DOCUMENT SEGMENT:
Content starts
New York: Scientists, including one of Indian origin, have developed the world’s first outdoor breathing, sweating and walking thermal robot that will help researchers better understand how our human bodies are impacted by heat stress.
Developed by a team at the Arizona State University (ASU), the robot called ANDI can mimic the thermal functions of the human body and has 35 different surface areas that are all individually controlled with temperature sensors, heat flux sensors and pores that bead sweat.
It was housed in a heat chamber to better understand the human body’s response to extreme heat.
“ANDI sweats; he generates heat, shivers, walks and breathes,” said Konrad Rykaczewski, associate professor at the ASU’s School for Engineering of Matter, Transport and Energy.
“There’s a lot of great work out there for extreme heat, but there’s also a lot missing. We’re trying to develop a very good understanding (of how heat impacts the human body) so we can quantitatively design things to address it.”
Around the globe, 10 ANDI manikins currently exist, mostly owned and used by athletic clothing companies for garment testing, but ASU’s ANDI is only one of two used by research institutions and it’s the first thermal manikin in existence that can be used outdoors, enabled by a unique internal cooling channel.
The research comes as the US is experiencing deadly heatwaves. In the coming decades, every region in the US is expected to experience higher temperatures and more intense heat waves.
Content ends
ENTRIES SUPPLIED:
Content starts
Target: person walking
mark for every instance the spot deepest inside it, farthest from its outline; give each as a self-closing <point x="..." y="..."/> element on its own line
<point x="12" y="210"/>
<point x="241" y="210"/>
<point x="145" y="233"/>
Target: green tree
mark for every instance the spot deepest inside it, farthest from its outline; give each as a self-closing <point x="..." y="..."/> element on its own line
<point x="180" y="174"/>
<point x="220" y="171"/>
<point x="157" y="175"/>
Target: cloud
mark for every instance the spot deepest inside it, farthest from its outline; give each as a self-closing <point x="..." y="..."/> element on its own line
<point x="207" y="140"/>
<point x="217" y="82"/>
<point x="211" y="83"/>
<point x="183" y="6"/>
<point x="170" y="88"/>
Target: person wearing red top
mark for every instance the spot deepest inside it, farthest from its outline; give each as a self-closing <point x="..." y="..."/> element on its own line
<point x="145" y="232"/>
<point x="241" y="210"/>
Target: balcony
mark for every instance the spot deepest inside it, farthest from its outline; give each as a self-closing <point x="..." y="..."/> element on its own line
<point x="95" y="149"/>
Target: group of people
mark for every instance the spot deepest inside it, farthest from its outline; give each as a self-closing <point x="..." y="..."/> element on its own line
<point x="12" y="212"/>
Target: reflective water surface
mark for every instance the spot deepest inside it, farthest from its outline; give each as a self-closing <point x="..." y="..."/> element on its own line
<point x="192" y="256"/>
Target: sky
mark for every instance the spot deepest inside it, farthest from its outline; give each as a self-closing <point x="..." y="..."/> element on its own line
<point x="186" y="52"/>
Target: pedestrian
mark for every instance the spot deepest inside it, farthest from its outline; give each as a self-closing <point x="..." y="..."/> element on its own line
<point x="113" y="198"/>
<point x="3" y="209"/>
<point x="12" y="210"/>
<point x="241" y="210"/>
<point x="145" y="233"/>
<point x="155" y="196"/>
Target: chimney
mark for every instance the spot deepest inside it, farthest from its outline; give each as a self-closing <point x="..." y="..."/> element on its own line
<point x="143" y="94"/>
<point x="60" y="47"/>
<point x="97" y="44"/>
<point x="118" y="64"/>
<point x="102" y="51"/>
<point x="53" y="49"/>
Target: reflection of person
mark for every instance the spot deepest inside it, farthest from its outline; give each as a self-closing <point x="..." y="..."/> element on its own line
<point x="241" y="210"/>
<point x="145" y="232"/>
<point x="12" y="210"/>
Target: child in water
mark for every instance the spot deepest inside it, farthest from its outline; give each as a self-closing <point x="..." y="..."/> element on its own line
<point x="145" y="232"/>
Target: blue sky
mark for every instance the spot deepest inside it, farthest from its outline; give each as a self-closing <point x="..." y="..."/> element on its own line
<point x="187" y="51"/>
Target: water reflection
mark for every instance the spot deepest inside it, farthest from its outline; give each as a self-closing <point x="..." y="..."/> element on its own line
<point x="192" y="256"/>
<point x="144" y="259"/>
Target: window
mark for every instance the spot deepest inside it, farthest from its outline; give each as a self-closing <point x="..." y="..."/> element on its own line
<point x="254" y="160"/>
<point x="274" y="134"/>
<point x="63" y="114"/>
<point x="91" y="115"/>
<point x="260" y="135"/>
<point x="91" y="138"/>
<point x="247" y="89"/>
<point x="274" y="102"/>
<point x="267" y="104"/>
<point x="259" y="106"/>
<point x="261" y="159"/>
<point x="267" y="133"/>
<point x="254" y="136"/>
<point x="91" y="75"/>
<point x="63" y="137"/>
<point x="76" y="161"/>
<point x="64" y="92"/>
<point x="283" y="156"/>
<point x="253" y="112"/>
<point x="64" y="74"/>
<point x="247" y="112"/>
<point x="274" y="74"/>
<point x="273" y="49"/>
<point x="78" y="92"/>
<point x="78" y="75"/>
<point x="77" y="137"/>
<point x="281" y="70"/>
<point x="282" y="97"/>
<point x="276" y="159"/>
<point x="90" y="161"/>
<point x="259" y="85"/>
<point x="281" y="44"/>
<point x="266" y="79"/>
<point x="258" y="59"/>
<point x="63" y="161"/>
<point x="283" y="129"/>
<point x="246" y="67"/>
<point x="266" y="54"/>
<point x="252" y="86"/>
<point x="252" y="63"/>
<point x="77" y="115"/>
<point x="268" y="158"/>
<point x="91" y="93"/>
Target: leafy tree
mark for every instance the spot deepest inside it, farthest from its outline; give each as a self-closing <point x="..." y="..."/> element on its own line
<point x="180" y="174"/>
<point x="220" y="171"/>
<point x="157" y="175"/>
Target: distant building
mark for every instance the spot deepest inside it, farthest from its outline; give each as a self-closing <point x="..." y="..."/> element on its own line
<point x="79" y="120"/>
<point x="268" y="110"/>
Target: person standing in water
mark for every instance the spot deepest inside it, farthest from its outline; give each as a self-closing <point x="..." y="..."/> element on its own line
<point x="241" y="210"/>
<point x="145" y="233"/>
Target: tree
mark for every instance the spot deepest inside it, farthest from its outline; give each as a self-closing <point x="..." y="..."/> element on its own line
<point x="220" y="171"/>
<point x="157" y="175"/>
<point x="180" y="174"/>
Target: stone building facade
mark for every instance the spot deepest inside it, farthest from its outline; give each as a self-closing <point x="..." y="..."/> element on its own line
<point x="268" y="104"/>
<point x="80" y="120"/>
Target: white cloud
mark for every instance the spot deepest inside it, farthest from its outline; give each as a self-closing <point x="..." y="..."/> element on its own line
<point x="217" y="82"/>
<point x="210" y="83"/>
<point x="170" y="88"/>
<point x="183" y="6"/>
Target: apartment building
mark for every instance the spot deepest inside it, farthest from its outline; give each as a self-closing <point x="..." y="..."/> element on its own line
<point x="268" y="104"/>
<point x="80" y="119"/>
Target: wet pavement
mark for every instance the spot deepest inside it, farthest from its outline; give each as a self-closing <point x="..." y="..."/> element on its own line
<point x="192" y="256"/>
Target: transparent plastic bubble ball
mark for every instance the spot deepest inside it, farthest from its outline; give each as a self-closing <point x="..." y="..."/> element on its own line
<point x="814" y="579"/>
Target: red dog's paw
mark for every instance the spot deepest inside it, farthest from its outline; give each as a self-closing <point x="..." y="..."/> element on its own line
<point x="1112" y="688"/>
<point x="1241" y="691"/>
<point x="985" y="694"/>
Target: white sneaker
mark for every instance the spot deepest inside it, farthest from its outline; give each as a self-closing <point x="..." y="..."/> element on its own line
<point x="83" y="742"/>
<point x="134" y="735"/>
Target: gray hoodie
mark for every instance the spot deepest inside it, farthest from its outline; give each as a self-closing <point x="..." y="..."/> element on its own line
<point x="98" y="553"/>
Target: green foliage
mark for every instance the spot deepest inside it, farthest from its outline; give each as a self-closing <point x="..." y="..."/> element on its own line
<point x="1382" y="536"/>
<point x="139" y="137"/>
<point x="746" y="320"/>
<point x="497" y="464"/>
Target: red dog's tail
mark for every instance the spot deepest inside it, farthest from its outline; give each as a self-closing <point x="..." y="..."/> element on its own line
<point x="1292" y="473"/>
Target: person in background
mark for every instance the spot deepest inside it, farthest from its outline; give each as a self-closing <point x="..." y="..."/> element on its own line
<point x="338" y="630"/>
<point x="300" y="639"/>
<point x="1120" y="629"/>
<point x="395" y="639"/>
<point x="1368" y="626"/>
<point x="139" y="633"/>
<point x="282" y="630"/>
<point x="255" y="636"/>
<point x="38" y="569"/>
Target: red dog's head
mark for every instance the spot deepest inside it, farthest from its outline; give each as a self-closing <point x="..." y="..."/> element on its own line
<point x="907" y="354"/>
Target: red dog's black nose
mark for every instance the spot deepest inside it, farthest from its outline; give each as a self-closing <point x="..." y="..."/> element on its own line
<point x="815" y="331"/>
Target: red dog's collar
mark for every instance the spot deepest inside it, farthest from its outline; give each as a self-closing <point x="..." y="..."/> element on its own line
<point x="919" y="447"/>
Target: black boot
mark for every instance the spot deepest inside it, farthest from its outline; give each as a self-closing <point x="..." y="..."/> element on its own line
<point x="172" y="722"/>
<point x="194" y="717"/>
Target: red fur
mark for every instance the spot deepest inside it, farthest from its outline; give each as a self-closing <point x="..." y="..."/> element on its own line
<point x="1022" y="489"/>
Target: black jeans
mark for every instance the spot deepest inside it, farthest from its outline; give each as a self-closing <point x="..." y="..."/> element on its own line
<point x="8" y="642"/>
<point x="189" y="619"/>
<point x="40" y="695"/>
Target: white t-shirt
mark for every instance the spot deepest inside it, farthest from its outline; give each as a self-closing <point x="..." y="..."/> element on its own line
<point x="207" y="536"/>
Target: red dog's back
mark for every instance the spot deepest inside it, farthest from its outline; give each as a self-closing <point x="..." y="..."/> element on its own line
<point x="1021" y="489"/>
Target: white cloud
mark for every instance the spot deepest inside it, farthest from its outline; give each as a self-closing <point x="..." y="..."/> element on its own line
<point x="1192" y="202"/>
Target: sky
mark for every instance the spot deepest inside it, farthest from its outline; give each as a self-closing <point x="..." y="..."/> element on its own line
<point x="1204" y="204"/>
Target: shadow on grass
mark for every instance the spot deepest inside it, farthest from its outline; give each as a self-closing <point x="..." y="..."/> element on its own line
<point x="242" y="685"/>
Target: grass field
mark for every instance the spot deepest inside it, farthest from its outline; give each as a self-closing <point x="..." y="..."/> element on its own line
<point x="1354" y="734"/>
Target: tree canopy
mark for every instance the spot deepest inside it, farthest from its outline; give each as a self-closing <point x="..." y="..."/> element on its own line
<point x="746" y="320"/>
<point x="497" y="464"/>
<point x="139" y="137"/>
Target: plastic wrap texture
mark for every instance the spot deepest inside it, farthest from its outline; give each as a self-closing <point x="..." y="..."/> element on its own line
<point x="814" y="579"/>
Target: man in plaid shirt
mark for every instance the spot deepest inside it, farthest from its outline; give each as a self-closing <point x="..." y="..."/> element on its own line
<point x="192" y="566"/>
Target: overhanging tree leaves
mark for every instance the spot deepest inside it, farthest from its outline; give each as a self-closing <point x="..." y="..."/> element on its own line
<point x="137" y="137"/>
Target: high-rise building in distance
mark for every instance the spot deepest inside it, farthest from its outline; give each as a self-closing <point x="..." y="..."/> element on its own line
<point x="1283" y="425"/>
Content ends
ACTIVITY LIST:
A – According to the article about the ANDI thermal robot, how many individually controlled surface areas does the robot have?
B – Continue the article about Arizona State University's sweating thermal robot, starting after its final sentence.

RESPONSES:
A – 35

B –
Inside ANDI’s heat chamber, researchers can simulate heat-exposure scenarios from different places around the globe. Dubbed the “Warm Room,” the heat chamber is outfitted with advanced technologies that control the wind, temperature up to 140 degrees Fahrenheit and solar radiation. ANDI is also built with internal cooling channels that circulate cool water throughout its body, which enable it to stay cool enough to withstand extreme heat while measuring complex variables that contribute to our perception of heat in different environments — solar radiation from the sun, infrared radiation from the ground, and convection from the surrounding air.
ASU researchers can account for variations in body type and health characteristics to create and input into ANDI different customised thermal regulation models for almost anyone in the US.
“We can move different BMI models, different age characteristics and different medical conditions (into ANDI),” said Ankit Joshi, an ASU research scientist leading the modelling work and the lead operator of ANDI. “A diabetes patient has different thermal regulation from a healthy person. So we can account for all this modification with our customised models.”
With the data and information collected, researchers hope to design interventions, such as cooling clothes or exoskeletons for backpacks that are designed for cooling support.